Document passage ::
▬▬▬▬▬▬

Mount Hope Housing Company to Benefit from Citgo Grant
November 1, 2007
By JOE HIRSCH
NYCity News Service
Nov. 2007 - Saving a few hundred dollars on heating oil is no small thing for a single mother of three scraping by on a social worker’s salary. Thanks to a Citgo Corporation heating oil discount program, Camille Pow has stashed away some much needed cash the last two winters.
“I got a deduction of $26 to $30 every month last year, which means $300 more you can look for in your pocket,” said Pow, 45, who rents one of the 1,250 apartments owned by Mount Hope Housing Company, which receives a 40 percent discount on oil from Citgo, then passes the savings on to tenants through rent breaks.
Now the two-year-old program could potentially benefit Pow (pictured with her family) and other low- and moderate-income residents of the 32-building complex in ways they never expected.
Citgo’s social service arm is backing plans for a new tenants advocacy system – as well as supporting community programs, including one that will train Mount Hope tenants as licensed childcare workers, so that parents have somewhere to leave their kids.
The oil giant’s relationship with the Bronx began two years ago with a visit from controversial Venezuelan President Hugo Chavez. Citgo, the Houston-based American subsidiary of Venezuela’s national oil company, Petroleos de Venezuela, has been distributing discounted heating oil to needy households across a swath of northern states since 2005.
The heating oil program is tentatively scheduled for re-launch once the cold weather returns, said Citgo spokesperson Fernando Garay.
But the next phase of the program – inspired by Chavez’ Venezuelan social policies – goes far beyond below-market-rate oil.

▬▬▬▬▬▬

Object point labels
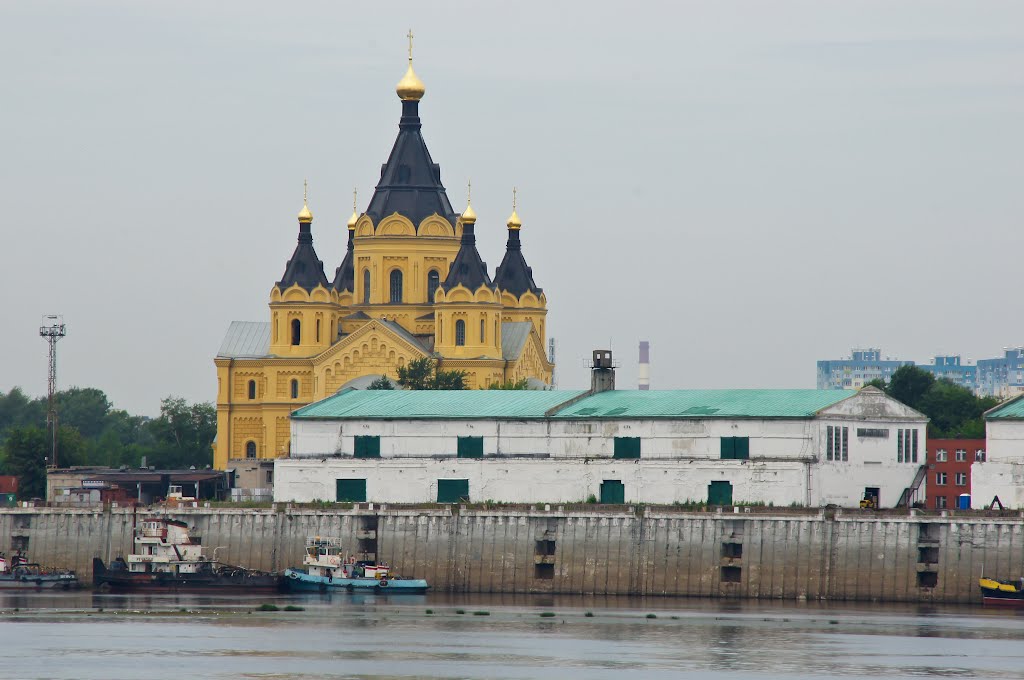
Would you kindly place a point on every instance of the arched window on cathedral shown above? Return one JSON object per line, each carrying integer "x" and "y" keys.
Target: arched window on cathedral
{"x": 395, "y": 286}
{"x": 433, "y": 281}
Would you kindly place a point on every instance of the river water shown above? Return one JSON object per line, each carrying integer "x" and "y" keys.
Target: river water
{"x": 86, "y": 635}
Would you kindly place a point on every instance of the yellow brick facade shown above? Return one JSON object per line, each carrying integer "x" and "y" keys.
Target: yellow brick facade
{"x": 396, "y": 304}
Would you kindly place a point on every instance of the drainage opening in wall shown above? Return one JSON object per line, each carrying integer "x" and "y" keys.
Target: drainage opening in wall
{"x": 732, "y": 550}
{"x": 545, "y": 548}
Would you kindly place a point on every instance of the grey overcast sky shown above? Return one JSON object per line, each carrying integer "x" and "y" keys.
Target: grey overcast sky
{"x": 750, "y": 185}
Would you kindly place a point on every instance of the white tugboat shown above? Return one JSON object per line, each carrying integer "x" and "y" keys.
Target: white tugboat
{"x": 327, "y": 566}
{"x": 168, "y": 558}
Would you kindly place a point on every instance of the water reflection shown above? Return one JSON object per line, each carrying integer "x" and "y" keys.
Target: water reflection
{"x": 348, "y": 635}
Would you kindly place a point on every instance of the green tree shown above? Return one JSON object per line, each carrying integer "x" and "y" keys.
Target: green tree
{"x": 908, "y": 385}
{"x": 85, "y": 409}
{"x": 182, "y": 434}
{"x": 522, "y": 383}
{"x": 381, "y": 383}
{"x": 423, "y": 374}
{"x": 28, "y": 450}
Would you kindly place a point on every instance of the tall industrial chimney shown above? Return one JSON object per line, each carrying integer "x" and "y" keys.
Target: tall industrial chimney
{"x": 643, "y": 373}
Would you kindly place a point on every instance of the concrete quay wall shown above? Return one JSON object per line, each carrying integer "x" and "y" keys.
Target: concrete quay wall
{"x": 832, "y": 555}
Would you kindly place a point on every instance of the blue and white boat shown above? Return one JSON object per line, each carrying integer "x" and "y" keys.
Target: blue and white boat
{"x": 327, "y": 566}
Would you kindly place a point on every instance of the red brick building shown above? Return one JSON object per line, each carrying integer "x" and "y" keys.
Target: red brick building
{"x": 949, "y": 470}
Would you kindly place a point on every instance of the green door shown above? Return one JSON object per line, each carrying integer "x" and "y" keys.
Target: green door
{"x": 351, "y": 491}
{"x": 720, "y": 493}
{"x": 612, "y": 492}
{"x": 453, "y": 491}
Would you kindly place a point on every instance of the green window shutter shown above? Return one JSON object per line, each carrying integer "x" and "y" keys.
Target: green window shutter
{"x": 612, "y": 492}
{"x": 453, "y": 491}
{"x": 368, "y": 447}
{"x": 470, "y": 448}
{"x": 720, "y": 493}
{"x": 627, "y": 448}
{"x": 351, "y": 491}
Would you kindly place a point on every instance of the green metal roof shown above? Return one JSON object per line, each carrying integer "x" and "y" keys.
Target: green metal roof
{"x": 1012, "y": 409}
{"x": 706, "y": 404}
{"x": 439, "y": 404}
{"x": 534, "y": 405}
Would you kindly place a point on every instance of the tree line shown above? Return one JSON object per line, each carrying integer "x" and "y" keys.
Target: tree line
{"x": 953, "y": 412}
{"x": 92, "y": 432}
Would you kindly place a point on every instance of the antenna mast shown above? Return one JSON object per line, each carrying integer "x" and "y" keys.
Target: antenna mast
{"x": 52, "y": 328}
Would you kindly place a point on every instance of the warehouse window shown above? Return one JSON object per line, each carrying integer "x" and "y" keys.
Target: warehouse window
{"x": 735, "y": 448}
{"x": 837, "y": 442}
{"x": 368, "y": 447}
{"x": 470, "y": 448}
{"x": 906, "y": 447}
{"x": 627, "y": 448}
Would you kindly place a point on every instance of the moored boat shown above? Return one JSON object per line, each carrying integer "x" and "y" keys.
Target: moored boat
{"x": 19, "y": 574}
{"x": 327, "y": 566}
{"x": 169, "y": 558}
{"x": 1004, "y": 593}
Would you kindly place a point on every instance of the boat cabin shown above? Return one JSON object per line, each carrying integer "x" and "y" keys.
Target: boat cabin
{"x": 327, "y": 557}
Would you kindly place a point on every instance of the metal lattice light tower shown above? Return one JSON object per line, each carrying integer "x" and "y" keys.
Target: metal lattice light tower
{"x": 52, "y": 329}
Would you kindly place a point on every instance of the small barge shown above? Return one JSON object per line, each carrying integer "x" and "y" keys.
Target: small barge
{"x": 327, "y": 566}
{"x": 19, "y": 574}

▬▬▬▬▬▬

What you will do ::
1/ In the records, swap "small barge" for "flat barge" throughout the part that opens with the line containing "of the small" and closes with the last line of the records. Give that part back with nothing else changed.
2/ Write the next part of the news story about the Citgo grant to Mount Hope Housing Company, starting right after its final sentence.

Answers ::
1/
Would you kindly place a point on every instance of the flat barge shown above? Return one JSON object per line, each carrying integer "x" and "y" keys.
Target: flat barge
{"x": 327, "y": 566}
{"x": 19, "y": 574}

2/
Each of Mount Hope’s buildings will be represented by one or two tenants, who will serve as resident advocates, as part of what building administrators are calling the Community Ambassadors Program.
The program bears a resemblance to local governance policies that Chavez and Petroleos de Venezuela have instituted in Venezuela and in other countries that receive Venezuelan oil, Garay said.
Rep. Jose Serrano (D-Bronx), who escorted Chavez during his 2005 visit to the Bronx, is a big supporter of the program. While there has been some criticism over accepting aid from Chavez due to his hard-left leanings and his fiery language (last year, he referred to President George W. Bush as “the devil”), Serrano has no problem with a company cutting low and middle-income communities a break.
“The Citgo heating oil program over the last two winters has been a success in the Bronx, providing residents with rent reductions and building improvements,” said Serrano in an email.
“People who criticize this program because of its linkage to Venezuela and President Chavez are missing the point,” he added. “The program serves low-income people struggling to make ends meet and serves them well. There is no shame in a political agenda which helps the poor to lead a better life in any nation.”
Pamela Babb, Mount Hope’s vice president of development and communications, recalled a 2006 trip to Venezuela that proved pivotal in Chavez’ bid to go beyond cheaper oil distribution – and get involved in American anti-poverty programs.
“We got a chance to talk to Chavez for two days,” said Babb, who traveled with a group of U.S. tenants and housing advocates. “We were invited to the presidential quarters [in Caracas] so he could meet everyone and talk about why the oil program was so beneficial.”
“Chavez asked one tenant, ‘What are your circumstances?’” Babb recalled. “She said her finances were very tight, she had two children, and she had a hard time finding work. It was at that moment that Chavez said, ‘Hmmm, we have to do something about it.’ All the [government] ministers started writing.”
“Chavez said maybe there should be some economic development programs,” Babb added. “That’s how the second part of the program was decided. Just that woman explaining her situation.”
(Citgo has also awarded grants to eight other Bronx organizations including Youth Ministries for Youth & Justice, Rock the Boat, South Bronx Food Cooperative, and Servicio de Educación Básica.)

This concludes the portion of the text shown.